==== EXERCISE DATA ====

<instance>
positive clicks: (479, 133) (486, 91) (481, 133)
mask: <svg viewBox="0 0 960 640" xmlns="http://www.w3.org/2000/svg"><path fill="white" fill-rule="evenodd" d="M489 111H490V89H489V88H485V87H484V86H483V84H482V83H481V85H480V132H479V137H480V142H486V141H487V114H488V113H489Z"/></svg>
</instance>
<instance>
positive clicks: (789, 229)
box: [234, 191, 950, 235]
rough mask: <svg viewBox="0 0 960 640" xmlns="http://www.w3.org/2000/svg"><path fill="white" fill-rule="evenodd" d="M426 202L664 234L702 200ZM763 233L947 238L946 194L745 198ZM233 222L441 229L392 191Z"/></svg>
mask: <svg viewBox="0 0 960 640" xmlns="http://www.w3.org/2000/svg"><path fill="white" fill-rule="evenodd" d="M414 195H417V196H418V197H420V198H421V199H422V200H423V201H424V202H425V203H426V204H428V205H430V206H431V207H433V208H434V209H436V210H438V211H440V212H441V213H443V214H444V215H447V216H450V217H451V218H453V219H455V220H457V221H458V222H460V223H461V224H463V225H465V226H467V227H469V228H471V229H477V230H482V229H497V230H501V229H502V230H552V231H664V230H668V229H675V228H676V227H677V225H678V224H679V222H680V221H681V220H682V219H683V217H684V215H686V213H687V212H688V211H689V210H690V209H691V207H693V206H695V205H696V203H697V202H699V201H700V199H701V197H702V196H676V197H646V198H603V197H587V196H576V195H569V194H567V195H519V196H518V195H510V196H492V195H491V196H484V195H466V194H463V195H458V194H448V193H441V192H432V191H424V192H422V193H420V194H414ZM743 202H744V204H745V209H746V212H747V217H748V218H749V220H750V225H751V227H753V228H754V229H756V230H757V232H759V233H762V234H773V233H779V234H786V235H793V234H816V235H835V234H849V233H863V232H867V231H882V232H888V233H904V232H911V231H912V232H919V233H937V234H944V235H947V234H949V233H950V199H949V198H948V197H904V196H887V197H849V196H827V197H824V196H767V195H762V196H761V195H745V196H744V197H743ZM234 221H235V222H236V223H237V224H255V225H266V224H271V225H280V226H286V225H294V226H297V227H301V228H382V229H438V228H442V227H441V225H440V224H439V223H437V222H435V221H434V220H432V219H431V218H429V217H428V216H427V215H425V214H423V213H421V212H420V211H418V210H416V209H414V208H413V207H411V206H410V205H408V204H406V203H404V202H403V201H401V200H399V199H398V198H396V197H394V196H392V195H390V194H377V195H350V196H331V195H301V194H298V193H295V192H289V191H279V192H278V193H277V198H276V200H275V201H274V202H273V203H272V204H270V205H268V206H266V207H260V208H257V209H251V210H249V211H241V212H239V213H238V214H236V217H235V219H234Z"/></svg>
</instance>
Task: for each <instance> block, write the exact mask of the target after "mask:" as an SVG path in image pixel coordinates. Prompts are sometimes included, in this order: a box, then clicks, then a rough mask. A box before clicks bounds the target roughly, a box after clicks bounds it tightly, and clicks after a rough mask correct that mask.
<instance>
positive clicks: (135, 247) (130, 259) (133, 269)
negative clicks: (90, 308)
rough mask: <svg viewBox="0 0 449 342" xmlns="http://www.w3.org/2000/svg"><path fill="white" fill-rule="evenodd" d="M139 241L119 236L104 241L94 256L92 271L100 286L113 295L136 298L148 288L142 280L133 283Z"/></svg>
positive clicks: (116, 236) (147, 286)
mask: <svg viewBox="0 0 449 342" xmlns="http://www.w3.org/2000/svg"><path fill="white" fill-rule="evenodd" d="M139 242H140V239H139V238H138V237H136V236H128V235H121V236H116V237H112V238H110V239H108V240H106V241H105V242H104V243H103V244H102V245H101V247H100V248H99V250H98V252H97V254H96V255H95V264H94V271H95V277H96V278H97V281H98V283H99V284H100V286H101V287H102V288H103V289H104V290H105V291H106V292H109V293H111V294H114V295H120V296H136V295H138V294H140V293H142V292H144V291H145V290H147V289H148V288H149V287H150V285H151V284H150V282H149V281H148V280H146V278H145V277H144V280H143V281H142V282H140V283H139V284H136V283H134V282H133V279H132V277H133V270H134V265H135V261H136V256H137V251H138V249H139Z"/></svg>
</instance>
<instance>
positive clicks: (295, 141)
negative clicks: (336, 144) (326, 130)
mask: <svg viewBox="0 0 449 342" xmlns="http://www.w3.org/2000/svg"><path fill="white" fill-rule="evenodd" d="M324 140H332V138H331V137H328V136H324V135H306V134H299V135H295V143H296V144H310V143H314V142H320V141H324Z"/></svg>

====

→ **TASK PROMPT**: Word-for-word copies of all the records are required.

→ **ANSWER TO THE EXERCISE**:
<instance>
positive clicks: (479, 133) (486, 91) (481, 133)
mask: <svg viewBox="0 0 960 640" xmlns="http://www.w3.org/2000/svg"><path fill="white" fill-rule="evenodd" d="M489 111H490V89H489V88H485V87H484V86H483V84H482V83H481V85H480V132H479V137H480V142H486V141H487V114H488V113H489Z"/></svg>
</instance>
<instance>
positive clicks: (789, 229)
box: [234, 191, 950, 235]
rough mask: <svg viewBox="0 0 960 640" xmlns="http://www.w3.org/2000/svg"><path fill="white" fill-rule="evenodd" d="M426 202L664 234L702 200ZM763 233L947 238L946 194L745 198ZM233 222L441 229L392 191Z"/></svg>
mask: <svg viewBox="0 0 960 640" xmlns="http://www.w3.org/2000/svg"><path fill="white" fill-rule="evenodd" d="M414 195H417V196H418V197H420V198H421V199H422V200H423V201H424V202H425V203H426V204H428V205H430V206H431V207H433V208H434V209H436V210H438V211H440V212H441V213H443V214H444V215H447V216H450V217H451V218H453V219H455V220H457V221H458V222H460V223H461V224H463V225H465V226H467V227H469V228H471V229H477V230H482V229H497V230H501V229H502V230H552V231H664V230H668V229H675V228H676V227H677V225H678V224H679V222H680V221H681V220H682V219H683V217H684V215H686V213H687V212H688V211H689V210H690V209H691V207H693V206H695V205H696V203H697V202H699V201H700V199H701V197H702V196H676V197H646V198H603V197H587V196H576V195H569V194H567V195H519V196H518V195H510V196H492V195H491V196H484V195H466V194H463V195H458V194H448V193H441V192H432V191H424V192H422V193H420V194H414ZM743 202H744V204H745V209H746V212H747V217H748V218H749V220H750V225H751V227H753V228H754V229H756V230H757V232H759V233H762V234H773V233H779V234H786V235H793V234H816V235H835V234H849V233H863V232H867V231H882V232H888V233H904V232H911V231H912V232H919V233H937V234H944V235H947V234H949V233H950V199H949V198H948V197H904V196H887V197H849V196H827V197H824V196H767V195H762V196H761V195H745V196H744V197H743ZM234 221H235V222H236V223H237V224H255V225H266V224H271V225H280V226H286V225H294V226H297V227H301V228H382V229H438V228H442V227H441V225H440V224H439V223H437V222H435V221H434V220H432V219H431V218H429V217H428V216H427V215H425V214H423V213H421V212H420V211H418V210H416V209H414V208H413V207H411V206H410V205H408V204H406V203H404V202H403V201H401V200H399V199H398V198H396V197H394V196H392V195H390V194H377V195H350V196H331V195H301V194H298V193H295V192H289V191H279V192H278V193H277V198H276V200H275V201H274V202H273V203H272V204H270V205H268V206H266V207H260V208H257V209H251V210H249V211H241V212H239V213H238V214H236V217H235V219H234Z"/></svg>
</instance>
Task: for each <instance> block, write the exact mask of the target after "mask:" as an SVG path in image pixel coordinates. Prompts are sometimes included, in this order: a box, then clicks, then a rough mask. A box before clicks bounds the target roughly, a box after clicks bounds it tightly, and clicks after a rough mask correct that mask.
<instance>
positive clicks: (135, 247) (130, 259) (133, 269)
negative clicks: (90, 308)
rough mask: <svg viewBox="0 0 449 342" xmlns="http://www.w3.org/2000/svg"><path fill="white" fill-rule="evenodd" d="M139 241L119 236L104 241L94 256L92 271L100 286L113 295L136 298L148 288L142 280L133 283Z"/></svg>
positive clicks: (116, 236) (147, 286)
mask: <svg viewBox="0 0 449 342" xmlns="http://www.w3.org/2000/svg"><path fill="white" fill-rule="evenodd" d="M139 242H140V239H139V238H138V237H136V236H128V235H121V236H116V237H112V238H110V239H108V240H106V241H105V242H104V243H103V244H102V245H101V247H100V248H99V250H98V252H97V254H96V255H95V264H94V271H95V277H96V278H97V281H98V283H99V284H100V286H101V287H102V288H103V289H104V290H105V291H106V292H109V293H111V294H114V295H120V296H136V295H138V294H140V293H142V292H144V291H145V290H147V289H148V288H149V287H150V285H151V284H150V282H149V281H148V280H146V278H145V277H144V280H143V281H142V282H140V283H139V284H136V283H134V282H133V279H132V277H133V270H134V265H135V261H136V256H137V251H138V249H139Z"/></svg>
</instance>
<instance>
positive clicks: (295, 141)
negative clicks: (336, 144) (326, 130)
mask: <svg viewBox="0 0 449 342" xmlns="http://www.w3.org/2000/svg"><path fill="white" fill-rule="evenodd" d="M324 140H332V138H331V137H328V136H324V135H306V134H299V135H295V143H296V144H310V143H314V142H320V141H324Z"/></svg>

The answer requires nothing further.